What you have to do ▸ Look through the lines below and extract each one that contains "segment".

Saved data entries
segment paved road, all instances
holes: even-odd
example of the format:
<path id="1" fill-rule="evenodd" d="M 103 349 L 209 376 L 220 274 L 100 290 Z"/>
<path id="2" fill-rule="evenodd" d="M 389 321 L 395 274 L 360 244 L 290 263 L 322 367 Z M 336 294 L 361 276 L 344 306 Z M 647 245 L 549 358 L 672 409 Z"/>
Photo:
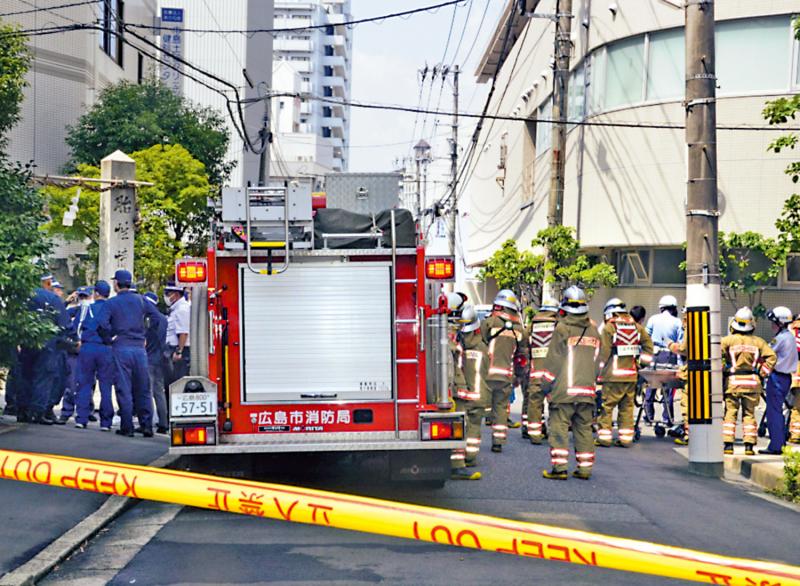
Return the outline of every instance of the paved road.
<path id="1" fill-rule="evenodd" d="M 5 422 L 12 418 L 0 418 Z M 166 436 L 143 439 L 102 433 L 92 425 L 0 427 L 0 448 L 147 464 L 167 451 Z M 0 480 L 0 575 L 28 561 L 95 512 L 106 496 L 54 486 Z"/>
<path id="2" fill-rule="evenodd" d="M 488 437 L 484 437 L 484 449 Z M 671 443 L 645 437 L 600 451 L 591 482 L 546 481 L 546 447 L 512 432 L 482 453 L 485 478 L 442 490 L 311 484 L 697 548 L 797 561 L 800 515 L 741 486 L 689 475 Z M 271 479 L 280 481 L 280 472 Z M 307 483 L 307 482 L 306 482 Z M 144 503 L 50 576 L 58 584 L 675 584 L 340 530 Z"/>

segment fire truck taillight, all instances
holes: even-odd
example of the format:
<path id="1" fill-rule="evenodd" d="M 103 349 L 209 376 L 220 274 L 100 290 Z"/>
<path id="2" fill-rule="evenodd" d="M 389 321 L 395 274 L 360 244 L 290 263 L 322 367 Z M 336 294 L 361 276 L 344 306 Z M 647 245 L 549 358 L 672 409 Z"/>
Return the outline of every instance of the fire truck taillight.
<path id="1" fill-rule="evenodd" d="M 460 440 L 464 439 L 464 421 L 462 419 L 423 421 L 420 432 L 423 440 Z"/>
<path id="2" fill-rule="evenodd" d="M 425 259 L 425 276 L 435 281 L 452 281 L 456 276 L 455 265 L 452 258 Z"/>
<path id="3" fill-rule="evenodd" d="M 216 443 L 216 431 L 211 425 L 176 426 L 172 428 L 173 446 L 206 446 Z"/>
<path id="4" fill-rule="evenodd" d="M 181 260 L 175 265 L 175 280 L 178 283 L 205 283 L 206 263 L 202 260 Z"/>

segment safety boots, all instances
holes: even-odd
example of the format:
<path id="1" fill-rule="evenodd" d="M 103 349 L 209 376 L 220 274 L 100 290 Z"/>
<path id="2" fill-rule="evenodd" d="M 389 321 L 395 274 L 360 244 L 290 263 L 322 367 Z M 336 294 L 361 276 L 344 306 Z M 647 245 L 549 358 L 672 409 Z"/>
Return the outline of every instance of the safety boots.
<path id="1" fill-rule="evenodd" d="M 581 480 L 589 480 L 592 477 L 592 473 L 581 472 L 580 470 L 575 470 L 572 472 L 572 475 L 575 478 L 580 478 Z"/>
<path id="2" fill-rule="evenodd" d="M 744 445 L 744 455 L 745 456 L 755 456 L 756 451 L 753 449 L 753 444 L 745 444 Z"/>
<path id="3" fill-rule="evenodd" d="M 733 455 L 733 444 L 729 442 L 725 442 L 725 445 L 722 448 L 722 453 L 726 456 Z"/>
<path id="4" fill-rule="evenodd" d="M 548 480 L 567 480 L 567 471 L 558 472 L 556 470 L 542 470 L 542 476 Z"/>
<path id="5" fill-rule="evenodd" d="M 466 468 L 454 468 L 450 471 L 451 480 L 480 480 L 481 477 L 480 472 L 472 472 Z"/>

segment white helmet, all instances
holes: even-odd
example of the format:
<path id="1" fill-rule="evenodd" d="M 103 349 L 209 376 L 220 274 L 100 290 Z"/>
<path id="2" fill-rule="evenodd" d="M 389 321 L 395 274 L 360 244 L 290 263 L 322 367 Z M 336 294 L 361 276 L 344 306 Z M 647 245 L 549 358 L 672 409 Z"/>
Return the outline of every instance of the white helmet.
<path id="1" fill-rule="evenodd" d="M 588 313 L 589 306 L 586 305 L 586 293 L 583 292 L 583 289 L 572 285 L 564 291 L 564 297 L 561 300 L 561 309 L 567 313 L 574 313 L 576 315 Z"/>
<path id="2" fill-rule="evenodd" d="M 558 301 L 547 297 L 542 300 L 542 304 L 539 306 L 539 311 L 558 311 Z"/>
<path id="3" fill-rule="evenodd" d="M 788 326 L 792 323 L 792 310 L 783 305 L 767 312 L 767 319 L 780 327 Z"/>
<path id="4" fill-rule="evenodd" d="M 664 295 L 658 300 L 658 310 L 666 309 L 667 307 L 678 308 L 678 300 L 672 295 Z"/>
<path id="5" fill-rule="evenodd" d="M 606 306 L 603 308 L 603 314 L 608 316 L 610 314 L 613 315 L 615 313 L 622 313 L 625 311 L 625 307 L 625 302 L 622 299 L 619 297 L 612 297 L 606 301 Z"/>
<path id="6" fill-rule="evenodd" d="M 756 323 L 753 320 L 753 311 L 749 307 L 742 307 L 731 321 L 731 330 L 747 333 L 754 329 L 756 329 Z"/>
<path id="7" fill-rule="evenodd" d="M 447 310 L 450 312 L 461 311 L 467 302 L 467 296 L 463 293 L 446 293 Z"/>
<path id="8" fill-rule="evenodd" d="M 458 321 L 464 324 L 461 327 L 461 331 L 465 334 L 474 332 L 481 327 L 481 320 L 478 319 L 478 312 L 475 311 L 475 308 L 471 305 L 464 306 L 464 309 L 461 310 L 461 319 Z"/>
<path id="9" fill-rule="evenodd" d="M 499 305 L 512 311 L 519 311 L 519 300 L 511 289 L 503 289 L 494 298 L 493 305 Z"/>

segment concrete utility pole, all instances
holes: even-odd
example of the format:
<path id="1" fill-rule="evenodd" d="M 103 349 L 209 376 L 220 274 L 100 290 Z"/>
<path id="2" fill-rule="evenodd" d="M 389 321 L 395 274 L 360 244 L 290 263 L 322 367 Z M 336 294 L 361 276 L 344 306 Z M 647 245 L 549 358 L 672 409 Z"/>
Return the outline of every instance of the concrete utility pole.
<path id="1" fill-rule="evenodd" d="M 572 55 L 572 0 L 556 0 L 555 68 L 553 69 L 553 145 L 550 167 L 550 197 L 547 201 L 547 226 L 564 223 L 564 156 L 567 147 L 567 95 L 569 58 Z M 545 257 L 548 255 L 545 250 Z M 555 297 L 551 277 L 545 274 L 542 298 Z"/>
<path id="2" fill-rule="evenodd" d="M 447 216 L 450 254 L 456 254 L 456 230 L 458 227 L 458 76 L 461 73 L 458 65 L 453 67 L 453 138 L 450 145 L 450 213 Z"/>
<path id="3" fill-rule="evenodd" d="M 717 231 L 714 2 L 686 3 L 686 311 L 689 470 L 721 477 L 722 357 Z"/>
<path id="4" fill-rule="evenodd" d="M 109 181 L 135 181 L 136 162 L 122 151 L 115 151 L 100 161 L 100 177 Z M 133 274 L 135 222 L 133 185 L 115 185 L 101 192 L 98 279 L 110 279 L 117 269 L 127 269 Z"/>
<path id="5" fill-rule="evenodd" d="M 267 184 L 267 175 L 269 174 L 269 147 L 270 132 L 269 132 L 269 113 L 270 113 L 270 99 L 264 96 L 264 120 L 261 130 L 258 131 L 258 138 L 261 144 L 261 153 L 258 156 L 258 185 L 264 186 Z"/>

Task response ▸
segment paved road, all instances
segment fire truck taillight, all instances
segment safety boots, all instances
segment white helmet, all instances
segment concrete utility pole, all instances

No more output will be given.